Source passage
- - -

The uranyl ion behaves as a hard acceptor and forms weaker complexes with nitrogen-donor ligands than with fluoride and oxygen donor ligands, such as hydroxide, carbonate, nitrate, sulfate and carboxylate. There may be 4, 5 or 6 donor atoms in the equatorial plane. In uranyl nitrate, [UO_{2}(NO_{3})_{2}]·2H_{2}O, for example, there are six donor atoms in the equatorial plane, four from bidentate nitrato ligands and two from water molecules. The structure is described as hexagonal bipyramidal. Other oxygen-donor ligands include phosphine oxides and phosphate esters.
As discovered by Christian Friedrich Bucholz already in 1805, uranyl nitrate, UO_{2}(NO_{3})_{2}, can be extracted from relatively concentrated aqueous solutions into diethyl ether. The complex that is extracted has two nitrato ligands bound to the uranyl ion, making a complex with no electrical charge and also the water molecules are replaced by ether molecules, giving the whole complex notable hydrophobic character. Electroneutrality is the most important factor in making the complex soluble in organic solvents. The nitrate ion forms much stronger complexes with the uranyl ion than it does with transition metal and lanthanide ions. For this reason only uranyl and other actinyl ions, including the plutonyl ion, PuO_{2}^{2+}, can be extracted from mixtures containing other ions. Replacing the water molecules that are bound to the uranyl ion in aqueous solution by a second, hydrophobic, ligand increases the solubility of the neutral complex in the organic solvent. This has been called a synergic effect.

- - -

Instructions
1 > Write out part of the passage on the uranyl ion word for word, starting at the words "The uranyl ion behaves" and stopping after "and phosphate esters.".
2 > Answer these questions from the passage on the uranyl ion:
(a) How many donor atoms lie in the equatorial plane in uranyl nitrate?
(b) In what year did Christian Friedrich Bucholz find that uranyl nitrate can be extracted into diethyl ether?
(c) What has the replacement of bound water by a second, hydrophobic ligand been called?
3 > Extend the passage on the uranyl ion, picking up after its final sentence.
The data after this passage comes from a separate source.

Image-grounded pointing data
- - -

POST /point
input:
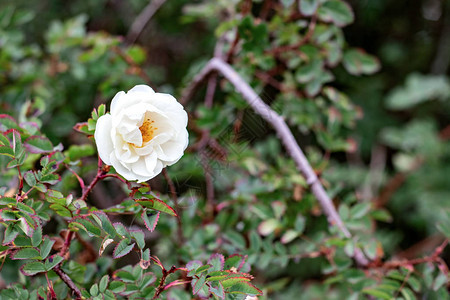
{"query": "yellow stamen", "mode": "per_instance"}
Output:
(147, 130)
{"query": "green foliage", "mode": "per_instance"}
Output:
(379, 143)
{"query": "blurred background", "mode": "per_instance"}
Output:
(59, 59)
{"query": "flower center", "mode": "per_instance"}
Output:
(147, 130)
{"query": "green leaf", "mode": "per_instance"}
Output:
(32, 268)
(116, 286)
(103, 220)
(38, 144)
(358, 62)
(418, 89)
(46, 247)
(10, 234)
(122, 248)
(217, 289)
(150, 219)
(337, 12)
(377, 293)
(359, 210)
(289, 236)
(217, 262)
(94, 290)
(244, 287)
(158, 205)
(139, 236)
(88, 226)
(6, 150)
(61, 210)
(308, 7)
(103, 283)
(268, 226)
(26, 253)
(197, 284)
(52, 261)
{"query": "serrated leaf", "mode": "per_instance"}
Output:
(337, 12)
(61, 210)
(139, 236)
(217, 262)
(46, 247)
(38, 144)
(308, 7)
(377, 293)
(105, 243)
(103, 284)
(26, 253)
(197, 284)
(217, 289)
(116, 286)
(88, 226)
(158, 205)
(32, 268)
(359, 210)
(52, 261)
(245, 287)
(10, 234)
(358, 62)
(122, 248)
(104, 221)
(150, 219)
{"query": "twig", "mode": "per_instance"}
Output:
(173, 192)
(285, 134)
(67, 280)
(143, 19)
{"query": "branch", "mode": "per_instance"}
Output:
(143, 19)
(285, 134)
(68, 281)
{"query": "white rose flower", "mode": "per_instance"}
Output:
(144, 132)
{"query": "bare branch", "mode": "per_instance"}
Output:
(284, 133)
(143, 19)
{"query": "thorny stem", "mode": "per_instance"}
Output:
(285, 134)
(75, 290)
(173, 192)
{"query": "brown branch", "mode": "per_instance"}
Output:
(173, 193)
(284, 133)
(142, 20)
(67, 280)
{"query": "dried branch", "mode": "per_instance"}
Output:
(143, 19)
(285, 134)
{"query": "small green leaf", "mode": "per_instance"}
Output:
(103, 283)
(46, 247)
(244, 287)
(358, 62)
(308, 7)
(122, 248)
(94, 290)
(116, 286)
(217, 262)
(32, 268)
(52, 261)
(26, 253)
(337, 12)
(38, 144)
(158, 205)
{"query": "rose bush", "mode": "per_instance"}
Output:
(143, 133)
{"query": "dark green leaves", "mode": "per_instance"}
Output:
(122, 248)
(337, 12)
(357, 62)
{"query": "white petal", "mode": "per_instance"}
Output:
(103, 139)
(141, 88)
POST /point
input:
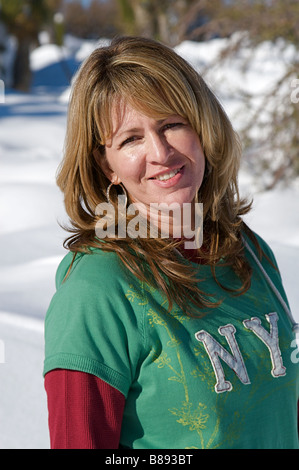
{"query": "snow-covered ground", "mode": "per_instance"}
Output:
(32, 129)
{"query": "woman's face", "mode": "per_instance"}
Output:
(158, 161)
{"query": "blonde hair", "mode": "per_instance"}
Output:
(158, 82)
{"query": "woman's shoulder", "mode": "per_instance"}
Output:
(92, 267)
(260, 246)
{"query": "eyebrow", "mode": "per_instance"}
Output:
(138, 129)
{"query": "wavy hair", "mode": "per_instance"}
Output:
(158, 82)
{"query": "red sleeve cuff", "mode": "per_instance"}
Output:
(84, 411)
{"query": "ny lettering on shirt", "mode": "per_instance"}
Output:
(235, 360)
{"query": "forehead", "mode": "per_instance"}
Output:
(126, 115)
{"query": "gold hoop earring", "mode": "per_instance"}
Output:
(124, 192)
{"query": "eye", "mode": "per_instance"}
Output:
(128, 141)
(172, 125)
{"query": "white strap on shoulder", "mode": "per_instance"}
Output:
(273, 287)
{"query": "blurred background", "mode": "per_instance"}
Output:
(247, 51)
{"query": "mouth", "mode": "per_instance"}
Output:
(167, 175)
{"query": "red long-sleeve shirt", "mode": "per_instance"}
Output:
(84, 411)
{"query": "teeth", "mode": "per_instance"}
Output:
(167, 176)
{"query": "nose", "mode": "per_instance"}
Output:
(159, 150)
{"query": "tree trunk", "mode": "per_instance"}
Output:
(21, 69)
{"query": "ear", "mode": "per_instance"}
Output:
(103, 163)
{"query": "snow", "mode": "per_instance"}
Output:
(31, 141)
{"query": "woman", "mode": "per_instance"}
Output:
(151, 343)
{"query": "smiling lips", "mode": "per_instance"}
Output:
(166, 176)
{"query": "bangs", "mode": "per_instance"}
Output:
(152, 96)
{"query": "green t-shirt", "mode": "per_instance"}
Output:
(229, 379)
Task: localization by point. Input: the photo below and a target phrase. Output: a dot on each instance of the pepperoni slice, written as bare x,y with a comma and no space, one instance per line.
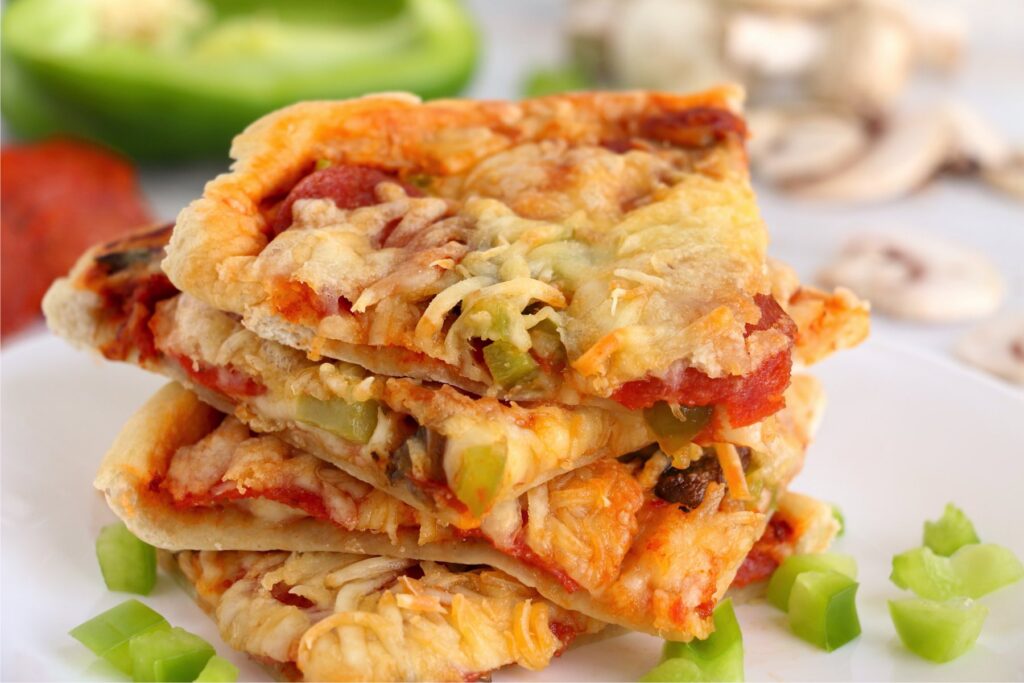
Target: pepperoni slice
349,187
57,199
745,397
695,127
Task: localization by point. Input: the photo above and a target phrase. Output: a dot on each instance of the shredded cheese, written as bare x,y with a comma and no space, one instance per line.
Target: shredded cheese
732,468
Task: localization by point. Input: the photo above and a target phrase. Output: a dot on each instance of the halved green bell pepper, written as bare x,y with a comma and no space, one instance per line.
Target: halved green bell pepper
176,80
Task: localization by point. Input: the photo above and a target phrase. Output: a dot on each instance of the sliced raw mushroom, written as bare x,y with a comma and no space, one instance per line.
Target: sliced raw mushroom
1008,176
904,156
810,146
916,278
974,142
667,44
996,346
867,57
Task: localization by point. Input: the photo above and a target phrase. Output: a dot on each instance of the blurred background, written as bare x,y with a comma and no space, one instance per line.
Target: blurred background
887,136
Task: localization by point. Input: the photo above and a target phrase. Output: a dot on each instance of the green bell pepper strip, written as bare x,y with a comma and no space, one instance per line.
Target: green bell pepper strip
186,93
218,670
823,610
127,563
168,655
841,519
718,657
478,477
937,631
109,634
950,531
783,578
352,421
508,365
672,432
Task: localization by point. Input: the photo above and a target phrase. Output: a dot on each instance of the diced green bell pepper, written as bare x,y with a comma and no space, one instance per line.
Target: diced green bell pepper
972,571
508,365
838,516
478,477
781,581
985,567
194,73
675,671
169,655
937,631
108,634
127,563
823,610
352,421
719,656
672,432
928,574
218,670
950,531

- - -

Responses in order
1 >
The uranyl ion behaves as a hard acceptor and forms weaker complexes with nitrogen-donor ligands than with fluoride and oxygen donor ligands, such as hydroxide, carbonate, nitrate, sulfate and carboxylate. There may be 4, 5 or 6 donor atoms in the equatorial plane. In uranyl nitrate, [UO_{2}(NO_{3})_{2}]·2H_{2}O, for example, there are six donor atoms in the equatorial plane, four from bidentate nitrato ligands and two from water molecules. The structure is described as hexagonal bipyramidal. Other oxygen-donor ligands include phosphine oxides and phosphate esters.

2 >
(a) Six.
(b) 1805.
(c) A synergic effect.

3 >
The complexes formed by the uranyl ion in aqueous solution are of major importance both in the extraction of uranium from its ores and in nuclear fuel reprocessing. In industrial processes, uranyl nitrate is extracted with tributyl phosphate (TBP, (CH_{3}CH_{2}CH_{2}CH_{2}O)_{3}PO) as the preferred second ligand and kerosene the preferred organic solvent. Later in the process, uranium is stripped from the organic solvent by treating it with strong nitric acid, which forms complexes such as [UO_{2}(NO_{3})_{4}]^{2−} which are more soluble in the aqueous phase. Uranyl nitrate is recovered by evaporating the solution.

== Minerals ==
The uranyl ion occurs in minerals derived from uranium ore deposits by water-rock interactions that occur in uranium-rich mineral seams. Examples of uranyl containing minerals include:
- silicates: uranophane (H_{3}O)_{2}Ca(UO_{2})_{2}(SiO_{4})·3H_{2}O)
- phosphates: autunite (Ca(UO_{2})_{2}(PO_{4})_{2}·8–12H_{2}O), torbernite (Cu(UO_{2})_{2}(PO_{4})·8–12H_{2}O)
- arsenates: arsenuranospathite (Al(UO_{2})_{2}(AsO_{4})_{2}F·20H_{2}O)
- vanadates: carnotite (K_{2}(UO_{2})_{2}(VO_{4})_{2}·3H_{2}O), tyuyamunite (Ca(UO_{2})_{2}V_{2}O_{8}·8H_{2}O)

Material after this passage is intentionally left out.